• [Work to be completed]: Filter the data below and copy each line that contains the string "yellow".

[Records from a data source]
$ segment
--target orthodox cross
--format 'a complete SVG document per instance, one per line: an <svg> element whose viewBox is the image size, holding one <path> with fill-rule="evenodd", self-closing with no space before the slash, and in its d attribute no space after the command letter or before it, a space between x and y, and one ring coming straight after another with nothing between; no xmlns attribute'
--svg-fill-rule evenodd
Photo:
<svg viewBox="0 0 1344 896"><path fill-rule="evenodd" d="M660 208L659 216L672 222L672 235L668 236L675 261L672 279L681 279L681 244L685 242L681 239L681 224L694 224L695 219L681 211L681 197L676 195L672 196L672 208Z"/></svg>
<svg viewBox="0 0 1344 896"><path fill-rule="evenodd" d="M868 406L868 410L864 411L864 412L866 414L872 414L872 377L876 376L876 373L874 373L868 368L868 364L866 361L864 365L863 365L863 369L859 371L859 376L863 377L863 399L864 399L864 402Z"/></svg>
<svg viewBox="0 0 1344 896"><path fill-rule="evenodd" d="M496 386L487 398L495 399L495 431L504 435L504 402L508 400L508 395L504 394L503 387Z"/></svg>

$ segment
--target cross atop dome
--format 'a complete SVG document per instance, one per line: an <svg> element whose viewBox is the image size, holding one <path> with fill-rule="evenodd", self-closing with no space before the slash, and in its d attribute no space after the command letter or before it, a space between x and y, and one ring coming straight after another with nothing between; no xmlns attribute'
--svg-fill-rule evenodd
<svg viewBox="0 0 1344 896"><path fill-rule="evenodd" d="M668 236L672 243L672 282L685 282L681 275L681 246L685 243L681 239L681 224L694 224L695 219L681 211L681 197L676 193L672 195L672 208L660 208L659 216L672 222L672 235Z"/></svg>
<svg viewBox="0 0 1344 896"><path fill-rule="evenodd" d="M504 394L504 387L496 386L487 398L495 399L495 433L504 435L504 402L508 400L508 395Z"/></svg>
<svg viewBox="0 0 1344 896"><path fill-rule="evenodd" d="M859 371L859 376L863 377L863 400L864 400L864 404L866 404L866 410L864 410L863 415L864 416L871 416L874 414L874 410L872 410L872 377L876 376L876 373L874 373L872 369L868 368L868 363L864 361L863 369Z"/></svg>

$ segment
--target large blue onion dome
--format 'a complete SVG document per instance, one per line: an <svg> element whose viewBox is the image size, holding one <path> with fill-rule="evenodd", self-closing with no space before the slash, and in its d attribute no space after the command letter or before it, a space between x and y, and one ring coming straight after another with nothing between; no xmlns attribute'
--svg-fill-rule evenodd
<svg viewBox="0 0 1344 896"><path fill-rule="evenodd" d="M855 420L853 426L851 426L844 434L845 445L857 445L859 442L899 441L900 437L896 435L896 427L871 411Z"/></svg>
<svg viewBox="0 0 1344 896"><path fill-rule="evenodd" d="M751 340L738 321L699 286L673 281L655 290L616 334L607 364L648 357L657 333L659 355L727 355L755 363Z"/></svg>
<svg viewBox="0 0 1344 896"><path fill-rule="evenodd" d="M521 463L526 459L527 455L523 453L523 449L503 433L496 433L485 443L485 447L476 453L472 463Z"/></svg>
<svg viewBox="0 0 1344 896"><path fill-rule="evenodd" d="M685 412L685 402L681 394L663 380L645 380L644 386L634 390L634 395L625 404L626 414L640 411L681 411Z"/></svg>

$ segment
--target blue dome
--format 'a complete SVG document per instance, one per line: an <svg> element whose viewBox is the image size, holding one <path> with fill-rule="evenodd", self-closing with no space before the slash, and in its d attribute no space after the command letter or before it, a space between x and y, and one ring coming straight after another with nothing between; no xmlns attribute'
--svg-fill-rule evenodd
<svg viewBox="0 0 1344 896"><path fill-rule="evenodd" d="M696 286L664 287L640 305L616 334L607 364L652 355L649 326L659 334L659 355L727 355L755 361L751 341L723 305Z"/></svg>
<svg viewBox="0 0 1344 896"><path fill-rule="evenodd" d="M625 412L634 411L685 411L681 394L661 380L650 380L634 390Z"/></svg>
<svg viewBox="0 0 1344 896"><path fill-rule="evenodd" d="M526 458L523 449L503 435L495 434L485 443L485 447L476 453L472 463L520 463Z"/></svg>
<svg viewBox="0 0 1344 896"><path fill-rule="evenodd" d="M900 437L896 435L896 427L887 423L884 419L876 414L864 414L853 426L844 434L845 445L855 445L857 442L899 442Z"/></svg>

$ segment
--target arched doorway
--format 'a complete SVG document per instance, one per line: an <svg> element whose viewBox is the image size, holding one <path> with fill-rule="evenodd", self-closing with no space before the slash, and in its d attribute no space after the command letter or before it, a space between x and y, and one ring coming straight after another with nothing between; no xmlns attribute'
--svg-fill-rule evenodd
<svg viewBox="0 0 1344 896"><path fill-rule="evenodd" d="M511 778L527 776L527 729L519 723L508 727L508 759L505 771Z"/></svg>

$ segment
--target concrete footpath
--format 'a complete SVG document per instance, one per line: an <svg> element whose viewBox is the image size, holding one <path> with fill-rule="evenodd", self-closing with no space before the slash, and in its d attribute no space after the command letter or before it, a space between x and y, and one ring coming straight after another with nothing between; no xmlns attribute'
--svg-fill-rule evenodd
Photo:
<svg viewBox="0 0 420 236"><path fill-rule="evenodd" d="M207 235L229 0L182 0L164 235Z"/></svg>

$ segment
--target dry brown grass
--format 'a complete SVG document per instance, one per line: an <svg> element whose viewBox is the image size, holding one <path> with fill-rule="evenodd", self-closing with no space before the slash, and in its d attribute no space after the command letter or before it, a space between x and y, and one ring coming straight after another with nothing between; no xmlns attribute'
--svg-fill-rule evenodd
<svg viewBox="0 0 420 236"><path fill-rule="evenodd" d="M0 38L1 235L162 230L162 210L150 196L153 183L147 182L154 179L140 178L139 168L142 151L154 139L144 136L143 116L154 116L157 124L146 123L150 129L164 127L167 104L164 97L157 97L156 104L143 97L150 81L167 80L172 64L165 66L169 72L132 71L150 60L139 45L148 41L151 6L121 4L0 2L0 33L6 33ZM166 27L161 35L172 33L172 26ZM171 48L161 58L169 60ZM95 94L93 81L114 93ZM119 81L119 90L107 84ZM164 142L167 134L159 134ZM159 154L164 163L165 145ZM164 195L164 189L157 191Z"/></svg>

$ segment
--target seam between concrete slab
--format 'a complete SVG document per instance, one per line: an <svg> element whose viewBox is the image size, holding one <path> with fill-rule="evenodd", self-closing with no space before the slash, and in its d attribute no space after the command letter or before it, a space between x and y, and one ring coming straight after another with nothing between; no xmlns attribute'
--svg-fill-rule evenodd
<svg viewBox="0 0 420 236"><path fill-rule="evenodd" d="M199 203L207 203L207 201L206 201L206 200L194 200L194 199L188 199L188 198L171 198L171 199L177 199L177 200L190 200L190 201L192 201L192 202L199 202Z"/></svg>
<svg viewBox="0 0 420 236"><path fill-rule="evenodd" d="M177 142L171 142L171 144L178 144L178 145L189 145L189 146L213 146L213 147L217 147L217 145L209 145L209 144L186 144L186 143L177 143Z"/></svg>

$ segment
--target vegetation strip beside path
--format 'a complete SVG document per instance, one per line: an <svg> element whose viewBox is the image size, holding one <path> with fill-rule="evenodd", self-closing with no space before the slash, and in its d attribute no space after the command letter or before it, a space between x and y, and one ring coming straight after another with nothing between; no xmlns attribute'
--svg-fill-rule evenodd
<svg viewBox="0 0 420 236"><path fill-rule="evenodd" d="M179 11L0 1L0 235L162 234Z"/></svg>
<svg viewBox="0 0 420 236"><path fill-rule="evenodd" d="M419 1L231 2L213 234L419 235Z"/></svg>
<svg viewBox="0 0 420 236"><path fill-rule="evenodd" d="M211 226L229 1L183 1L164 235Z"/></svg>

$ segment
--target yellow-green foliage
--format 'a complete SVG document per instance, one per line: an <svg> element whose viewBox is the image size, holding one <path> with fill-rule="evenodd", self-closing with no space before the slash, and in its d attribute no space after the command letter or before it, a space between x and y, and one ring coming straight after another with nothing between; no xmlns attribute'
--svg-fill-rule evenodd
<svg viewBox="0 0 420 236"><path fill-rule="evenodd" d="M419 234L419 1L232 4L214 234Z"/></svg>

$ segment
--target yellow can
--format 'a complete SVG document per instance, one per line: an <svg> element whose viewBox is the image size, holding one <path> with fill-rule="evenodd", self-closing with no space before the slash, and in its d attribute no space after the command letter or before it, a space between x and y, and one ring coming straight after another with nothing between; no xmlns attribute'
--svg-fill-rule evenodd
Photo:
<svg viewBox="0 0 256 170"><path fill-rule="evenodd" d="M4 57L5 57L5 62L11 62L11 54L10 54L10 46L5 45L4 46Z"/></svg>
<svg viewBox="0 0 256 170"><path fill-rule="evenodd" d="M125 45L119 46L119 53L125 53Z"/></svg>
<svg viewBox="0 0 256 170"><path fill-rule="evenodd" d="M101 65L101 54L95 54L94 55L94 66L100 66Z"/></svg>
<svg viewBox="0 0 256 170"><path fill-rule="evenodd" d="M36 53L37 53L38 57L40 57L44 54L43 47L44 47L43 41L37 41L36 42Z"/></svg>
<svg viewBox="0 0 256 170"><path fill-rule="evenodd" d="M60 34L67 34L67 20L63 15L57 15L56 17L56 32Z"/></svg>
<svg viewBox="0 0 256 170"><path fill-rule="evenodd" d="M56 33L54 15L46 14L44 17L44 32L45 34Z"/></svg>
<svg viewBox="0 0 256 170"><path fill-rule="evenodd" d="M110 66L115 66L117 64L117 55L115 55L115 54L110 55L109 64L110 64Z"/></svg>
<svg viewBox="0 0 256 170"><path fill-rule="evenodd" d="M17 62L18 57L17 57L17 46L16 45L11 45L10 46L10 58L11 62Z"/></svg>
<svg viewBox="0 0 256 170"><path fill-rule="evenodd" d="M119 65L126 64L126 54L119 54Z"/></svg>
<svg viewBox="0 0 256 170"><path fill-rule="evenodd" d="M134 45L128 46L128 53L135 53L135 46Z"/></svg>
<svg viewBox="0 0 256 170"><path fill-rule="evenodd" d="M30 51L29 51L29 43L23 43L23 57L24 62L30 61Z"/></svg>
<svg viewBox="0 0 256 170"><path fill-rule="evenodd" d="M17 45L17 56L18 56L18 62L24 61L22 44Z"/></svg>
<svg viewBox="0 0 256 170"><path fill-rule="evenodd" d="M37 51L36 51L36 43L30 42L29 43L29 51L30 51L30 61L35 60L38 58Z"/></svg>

• [The response]:
--target yellow-green foliage
--target yellow can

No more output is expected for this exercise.